● Problem details
Output nothing but the lines from the line with "the blue jeans" through the end of the listing below, both ends included.

Dataset items

------------------------------------

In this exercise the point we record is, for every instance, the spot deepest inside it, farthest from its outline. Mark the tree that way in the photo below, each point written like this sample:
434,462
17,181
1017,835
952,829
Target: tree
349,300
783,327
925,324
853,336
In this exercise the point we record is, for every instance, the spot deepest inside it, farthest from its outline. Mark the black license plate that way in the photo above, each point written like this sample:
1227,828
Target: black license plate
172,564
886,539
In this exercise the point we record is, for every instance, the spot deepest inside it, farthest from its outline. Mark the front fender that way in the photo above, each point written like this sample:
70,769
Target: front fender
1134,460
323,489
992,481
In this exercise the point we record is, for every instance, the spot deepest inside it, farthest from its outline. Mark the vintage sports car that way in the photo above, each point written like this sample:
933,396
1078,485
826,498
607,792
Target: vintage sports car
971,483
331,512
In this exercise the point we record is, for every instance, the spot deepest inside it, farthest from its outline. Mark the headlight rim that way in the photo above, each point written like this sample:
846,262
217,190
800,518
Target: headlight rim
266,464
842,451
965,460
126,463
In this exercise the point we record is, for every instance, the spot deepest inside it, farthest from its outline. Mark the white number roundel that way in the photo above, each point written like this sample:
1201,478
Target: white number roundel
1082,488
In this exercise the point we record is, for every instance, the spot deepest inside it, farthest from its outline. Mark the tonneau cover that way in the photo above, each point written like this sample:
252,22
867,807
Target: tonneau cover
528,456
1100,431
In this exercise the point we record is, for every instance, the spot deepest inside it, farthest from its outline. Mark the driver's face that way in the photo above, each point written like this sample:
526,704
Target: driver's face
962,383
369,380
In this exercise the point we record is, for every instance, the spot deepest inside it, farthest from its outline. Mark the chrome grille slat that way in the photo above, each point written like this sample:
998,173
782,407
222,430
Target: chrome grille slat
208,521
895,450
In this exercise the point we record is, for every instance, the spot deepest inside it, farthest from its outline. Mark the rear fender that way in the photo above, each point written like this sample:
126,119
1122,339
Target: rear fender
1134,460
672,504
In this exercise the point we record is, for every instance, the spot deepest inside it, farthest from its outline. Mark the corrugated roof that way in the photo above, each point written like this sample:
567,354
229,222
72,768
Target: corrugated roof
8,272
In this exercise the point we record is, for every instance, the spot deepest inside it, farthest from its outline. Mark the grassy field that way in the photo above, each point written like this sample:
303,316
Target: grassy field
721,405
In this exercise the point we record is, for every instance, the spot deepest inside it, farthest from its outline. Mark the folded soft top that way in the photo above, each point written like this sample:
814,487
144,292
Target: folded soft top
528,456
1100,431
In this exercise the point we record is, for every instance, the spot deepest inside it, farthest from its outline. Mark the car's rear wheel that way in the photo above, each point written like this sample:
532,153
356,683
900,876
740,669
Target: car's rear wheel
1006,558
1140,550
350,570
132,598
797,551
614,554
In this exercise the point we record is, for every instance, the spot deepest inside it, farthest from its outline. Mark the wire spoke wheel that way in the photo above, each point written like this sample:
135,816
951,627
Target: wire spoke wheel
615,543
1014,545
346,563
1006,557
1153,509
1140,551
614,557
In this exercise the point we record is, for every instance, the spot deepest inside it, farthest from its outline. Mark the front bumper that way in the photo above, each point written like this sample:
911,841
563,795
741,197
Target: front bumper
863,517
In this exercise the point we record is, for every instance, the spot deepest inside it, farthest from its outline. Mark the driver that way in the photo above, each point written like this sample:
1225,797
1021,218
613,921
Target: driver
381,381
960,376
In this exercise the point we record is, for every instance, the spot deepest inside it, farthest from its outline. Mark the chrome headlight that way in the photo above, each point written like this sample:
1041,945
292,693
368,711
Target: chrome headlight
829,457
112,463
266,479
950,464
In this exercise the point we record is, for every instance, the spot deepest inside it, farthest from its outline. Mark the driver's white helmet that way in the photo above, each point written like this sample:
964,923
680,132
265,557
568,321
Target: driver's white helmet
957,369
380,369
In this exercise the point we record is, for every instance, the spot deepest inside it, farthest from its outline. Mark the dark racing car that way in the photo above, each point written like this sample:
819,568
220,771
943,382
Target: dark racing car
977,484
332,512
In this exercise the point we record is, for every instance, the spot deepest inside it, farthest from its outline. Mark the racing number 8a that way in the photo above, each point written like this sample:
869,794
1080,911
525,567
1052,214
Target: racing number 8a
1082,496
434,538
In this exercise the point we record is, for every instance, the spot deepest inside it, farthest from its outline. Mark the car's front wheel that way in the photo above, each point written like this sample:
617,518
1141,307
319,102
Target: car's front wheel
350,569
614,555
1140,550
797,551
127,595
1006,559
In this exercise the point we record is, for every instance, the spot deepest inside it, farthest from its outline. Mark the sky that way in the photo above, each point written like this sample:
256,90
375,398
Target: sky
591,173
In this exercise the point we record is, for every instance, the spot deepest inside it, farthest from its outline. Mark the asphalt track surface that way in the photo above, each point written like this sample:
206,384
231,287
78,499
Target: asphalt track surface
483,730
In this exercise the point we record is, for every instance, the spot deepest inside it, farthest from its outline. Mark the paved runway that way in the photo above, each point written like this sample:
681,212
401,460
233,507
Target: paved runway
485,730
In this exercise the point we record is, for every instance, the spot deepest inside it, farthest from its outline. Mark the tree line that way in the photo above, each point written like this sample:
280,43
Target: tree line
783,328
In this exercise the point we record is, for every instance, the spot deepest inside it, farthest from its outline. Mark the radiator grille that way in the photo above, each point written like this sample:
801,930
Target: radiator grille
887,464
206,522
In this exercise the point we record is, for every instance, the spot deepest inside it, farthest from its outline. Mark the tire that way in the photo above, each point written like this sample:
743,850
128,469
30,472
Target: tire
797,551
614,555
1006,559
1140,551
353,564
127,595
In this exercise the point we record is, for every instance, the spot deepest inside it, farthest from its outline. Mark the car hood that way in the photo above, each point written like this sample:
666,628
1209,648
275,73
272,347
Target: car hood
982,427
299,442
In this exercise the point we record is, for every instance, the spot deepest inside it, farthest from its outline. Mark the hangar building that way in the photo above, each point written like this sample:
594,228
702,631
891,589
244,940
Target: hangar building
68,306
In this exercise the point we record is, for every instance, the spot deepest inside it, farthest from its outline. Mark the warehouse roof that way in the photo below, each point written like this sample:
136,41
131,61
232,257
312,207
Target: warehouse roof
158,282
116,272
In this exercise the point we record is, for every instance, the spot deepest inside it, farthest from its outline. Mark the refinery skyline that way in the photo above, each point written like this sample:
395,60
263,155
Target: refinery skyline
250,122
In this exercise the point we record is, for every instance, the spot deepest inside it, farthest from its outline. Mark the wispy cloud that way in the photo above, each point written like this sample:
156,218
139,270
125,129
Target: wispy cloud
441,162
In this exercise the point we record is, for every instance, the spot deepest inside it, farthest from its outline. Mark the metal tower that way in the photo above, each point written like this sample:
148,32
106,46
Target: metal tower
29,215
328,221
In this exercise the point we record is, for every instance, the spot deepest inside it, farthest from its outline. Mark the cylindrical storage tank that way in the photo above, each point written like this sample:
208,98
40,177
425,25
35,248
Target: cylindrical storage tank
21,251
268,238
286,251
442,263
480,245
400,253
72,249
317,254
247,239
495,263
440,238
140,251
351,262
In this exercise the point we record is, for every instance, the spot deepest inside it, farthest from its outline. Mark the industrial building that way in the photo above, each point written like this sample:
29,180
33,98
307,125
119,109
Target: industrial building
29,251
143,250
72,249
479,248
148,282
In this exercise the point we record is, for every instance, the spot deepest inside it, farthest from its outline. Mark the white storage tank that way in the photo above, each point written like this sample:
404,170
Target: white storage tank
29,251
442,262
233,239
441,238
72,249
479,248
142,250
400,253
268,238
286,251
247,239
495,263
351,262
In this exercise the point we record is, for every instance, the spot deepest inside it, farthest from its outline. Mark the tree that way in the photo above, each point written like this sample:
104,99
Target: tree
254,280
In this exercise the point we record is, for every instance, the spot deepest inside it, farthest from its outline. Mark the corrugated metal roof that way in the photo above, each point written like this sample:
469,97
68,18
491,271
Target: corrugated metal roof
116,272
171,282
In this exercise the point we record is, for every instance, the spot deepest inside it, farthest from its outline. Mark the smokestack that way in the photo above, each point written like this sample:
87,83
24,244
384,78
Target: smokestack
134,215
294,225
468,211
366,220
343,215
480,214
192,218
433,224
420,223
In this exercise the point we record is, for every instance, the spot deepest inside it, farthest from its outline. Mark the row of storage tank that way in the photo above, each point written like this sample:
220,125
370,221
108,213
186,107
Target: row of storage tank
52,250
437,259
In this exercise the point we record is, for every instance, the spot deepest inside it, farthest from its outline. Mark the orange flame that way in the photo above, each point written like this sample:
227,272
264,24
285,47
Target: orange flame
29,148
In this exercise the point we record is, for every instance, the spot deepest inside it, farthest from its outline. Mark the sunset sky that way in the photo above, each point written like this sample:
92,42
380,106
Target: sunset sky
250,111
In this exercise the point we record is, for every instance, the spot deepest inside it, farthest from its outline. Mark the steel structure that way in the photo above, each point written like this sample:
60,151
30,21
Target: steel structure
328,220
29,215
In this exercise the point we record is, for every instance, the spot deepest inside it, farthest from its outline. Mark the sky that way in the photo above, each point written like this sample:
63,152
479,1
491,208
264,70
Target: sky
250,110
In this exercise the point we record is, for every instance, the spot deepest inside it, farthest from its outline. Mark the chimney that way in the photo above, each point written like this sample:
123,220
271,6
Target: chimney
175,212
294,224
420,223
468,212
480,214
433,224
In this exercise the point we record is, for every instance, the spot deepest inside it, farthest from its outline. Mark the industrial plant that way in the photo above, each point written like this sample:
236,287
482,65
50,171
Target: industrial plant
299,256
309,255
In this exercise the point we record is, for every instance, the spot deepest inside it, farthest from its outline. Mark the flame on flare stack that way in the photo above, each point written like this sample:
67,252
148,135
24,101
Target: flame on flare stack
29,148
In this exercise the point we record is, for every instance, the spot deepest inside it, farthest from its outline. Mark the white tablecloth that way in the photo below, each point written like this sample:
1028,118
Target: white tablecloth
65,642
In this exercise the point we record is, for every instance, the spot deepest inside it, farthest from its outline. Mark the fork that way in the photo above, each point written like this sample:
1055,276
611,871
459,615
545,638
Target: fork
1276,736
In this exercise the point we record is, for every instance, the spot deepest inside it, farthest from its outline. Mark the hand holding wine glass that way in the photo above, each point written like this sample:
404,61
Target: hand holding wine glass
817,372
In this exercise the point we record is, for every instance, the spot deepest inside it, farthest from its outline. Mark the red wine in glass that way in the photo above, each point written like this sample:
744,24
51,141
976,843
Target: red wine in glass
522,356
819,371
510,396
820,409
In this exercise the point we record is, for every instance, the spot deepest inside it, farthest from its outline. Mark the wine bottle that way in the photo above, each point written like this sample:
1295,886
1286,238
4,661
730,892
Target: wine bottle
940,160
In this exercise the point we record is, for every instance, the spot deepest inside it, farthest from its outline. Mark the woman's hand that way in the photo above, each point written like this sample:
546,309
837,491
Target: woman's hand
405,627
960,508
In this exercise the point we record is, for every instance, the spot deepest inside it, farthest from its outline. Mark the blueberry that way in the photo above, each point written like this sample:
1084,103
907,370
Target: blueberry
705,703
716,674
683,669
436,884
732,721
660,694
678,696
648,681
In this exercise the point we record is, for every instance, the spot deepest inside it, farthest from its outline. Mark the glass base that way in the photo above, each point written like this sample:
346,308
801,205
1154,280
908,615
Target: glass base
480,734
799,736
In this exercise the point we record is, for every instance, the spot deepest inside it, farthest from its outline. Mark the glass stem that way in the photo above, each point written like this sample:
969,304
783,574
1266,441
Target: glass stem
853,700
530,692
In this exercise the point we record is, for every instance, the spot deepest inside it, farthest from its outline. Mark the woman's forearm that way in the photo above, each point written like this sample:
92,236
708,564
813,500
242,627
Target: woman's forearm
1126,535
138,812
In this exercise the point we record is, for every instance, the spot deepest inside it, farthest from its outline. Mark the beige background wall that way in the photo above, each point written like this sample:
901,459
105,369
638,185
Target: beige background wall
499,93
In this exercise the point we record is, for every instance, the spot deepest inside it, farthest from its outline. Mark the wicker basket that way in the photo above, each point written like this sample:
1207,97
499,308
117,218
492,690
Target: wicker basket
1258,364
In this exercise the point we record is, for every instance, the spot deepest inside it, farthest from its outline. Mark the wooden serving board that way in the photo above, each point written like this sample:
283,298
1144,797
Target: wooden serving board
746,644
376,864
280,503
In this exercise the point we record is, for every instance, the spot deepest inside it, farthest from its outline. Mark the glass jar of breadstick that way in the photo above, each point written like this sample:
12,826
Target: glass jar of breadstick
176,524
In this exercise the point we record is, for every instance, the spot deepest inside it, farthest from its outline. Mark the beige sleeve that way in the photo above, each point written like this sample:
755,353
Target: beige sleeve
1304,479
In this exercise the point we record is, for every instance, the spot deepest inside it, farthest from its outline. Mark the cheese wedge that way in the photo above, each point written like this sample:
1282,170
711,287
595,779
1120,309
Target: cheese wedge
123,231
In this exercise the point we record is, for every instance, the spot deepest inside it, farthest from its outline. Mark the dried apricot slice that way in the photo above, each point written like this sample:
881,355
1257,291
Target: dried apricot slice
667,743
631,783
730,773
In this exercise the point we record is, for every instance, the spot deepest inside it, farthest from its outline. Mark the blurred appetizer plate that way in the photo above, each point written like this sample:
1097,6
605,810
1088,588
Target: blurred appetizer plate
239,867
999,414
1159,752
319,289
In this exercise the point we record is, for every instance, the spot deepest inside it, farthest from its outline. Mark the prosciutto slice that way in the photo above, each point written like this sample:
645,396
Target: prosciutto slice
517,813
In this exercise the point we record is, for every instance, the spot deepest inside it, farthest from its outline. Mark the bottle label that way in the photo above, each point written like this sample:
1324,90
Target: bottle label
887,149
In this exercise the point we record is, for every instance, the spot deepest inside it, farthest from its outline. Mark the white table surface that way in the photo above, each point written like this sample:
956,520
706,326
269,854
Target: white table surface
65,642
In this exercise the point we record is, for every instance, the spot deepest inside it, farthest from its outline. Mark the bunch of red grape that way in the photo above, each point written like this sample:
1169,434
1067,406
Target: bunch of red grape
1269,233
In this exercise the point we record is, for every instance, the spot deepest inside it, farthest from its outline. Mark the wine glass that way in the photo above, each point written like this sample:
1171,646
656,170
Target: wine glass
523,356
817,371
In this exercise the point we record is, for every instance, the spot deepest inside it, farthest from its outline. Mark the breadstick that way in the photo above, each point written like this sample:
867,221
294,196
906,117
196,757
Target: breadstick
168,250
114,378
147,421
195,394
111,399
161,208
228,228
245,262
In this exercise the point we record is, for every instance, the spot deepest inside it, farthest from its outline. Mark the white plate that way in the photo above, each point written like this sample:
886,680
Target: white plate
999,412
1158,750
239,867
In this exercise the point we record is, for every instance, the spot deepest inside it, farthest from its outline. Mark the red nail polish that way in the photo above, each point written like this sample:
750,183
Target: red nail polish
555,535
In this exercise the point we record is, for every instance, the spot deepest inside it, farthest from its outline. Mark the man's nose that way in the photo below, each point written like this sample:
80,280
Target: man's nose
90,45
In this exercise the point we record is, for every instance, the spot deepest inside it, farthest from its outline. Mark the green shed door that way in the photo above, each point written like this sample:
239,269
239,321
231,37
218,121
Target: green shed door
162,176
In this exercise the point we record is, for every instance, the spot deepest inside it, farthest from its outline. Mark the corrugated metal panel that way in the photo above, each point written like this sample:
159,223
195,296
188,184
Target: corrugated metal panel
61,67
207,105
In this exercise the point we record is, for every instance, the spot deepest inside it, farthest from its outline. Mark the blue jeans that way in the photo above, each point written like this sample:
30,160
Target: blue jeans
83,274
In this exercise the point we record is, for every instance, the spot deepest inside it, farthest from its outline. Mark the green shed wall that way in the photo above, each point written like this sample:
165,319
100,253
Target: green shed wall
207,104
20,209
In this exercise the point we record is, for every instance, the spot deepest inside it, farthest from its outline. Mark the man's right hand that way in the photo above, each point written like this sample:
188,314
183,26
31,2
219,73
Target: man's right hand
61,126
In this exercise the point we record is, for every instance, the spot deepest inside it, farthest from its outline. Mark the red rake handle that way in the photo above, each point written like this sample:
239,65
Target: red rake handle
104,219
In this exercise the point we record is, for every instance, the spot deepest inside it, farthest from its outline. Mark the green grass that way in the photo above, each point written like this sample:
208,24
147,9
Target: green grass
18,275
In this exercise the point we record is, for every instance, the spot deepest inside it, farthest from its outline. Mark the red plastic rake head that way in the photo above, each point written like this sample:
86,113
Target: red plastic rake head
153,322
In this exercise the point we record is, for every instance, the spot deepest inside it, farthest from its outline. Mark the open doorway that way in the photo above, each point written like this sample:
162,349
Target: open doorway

------------------------------------

● Solution to the problem
In this exercise the point we record is, for every instance, the spot deepest inside it, farthest from its outline. Mark the blue jeans that way in the photo above, each point written like this sample:
30,160
Target: blue jeans
83,274
In this exercise the point we record is, for every instance, the spot deepest inside it, farthest from its outline. Mark the green shed wall that way in the photo above, each point written like this sample:
165,319
100,253
Target: green shed wall
207,104
20,209
In this exercise the point we record is, for every instance, the spot deepest inside it, farthest from its outline. Mark the man's right hand that way in the photo above, each point written like this sample:
188,314
183,26
31,2
219,73
Target: man's right hand
61,126
In this exercise the point we record is, for every instance, the spot deepest inside it, farthest from its outline. Mark the red rake handle that way in the photo above, each point written like this sample:
239,65
Target: red rake handle
104,219
In this exercise the point we record is, for every instance, the spot deepest inside it, farthest from its outline. Mark the green grass that way in the photo above, each point written like this sample:
208,24
147,9
Target: green grass
18,275
In this exercise the point we record is, for every instance, the spot deepest inside it, farthest from its outline. Mark the red plastic rake head that way in the photo above, each point written like this sample:
86,113
Target: red plastic rake head
153,322
In this exercise the point we record is, for every instance, the spot deepest inside it, farthest from its outline. Mark the open doorway that way in the photo above, each point written like this sample:
162,349
Target: open doorway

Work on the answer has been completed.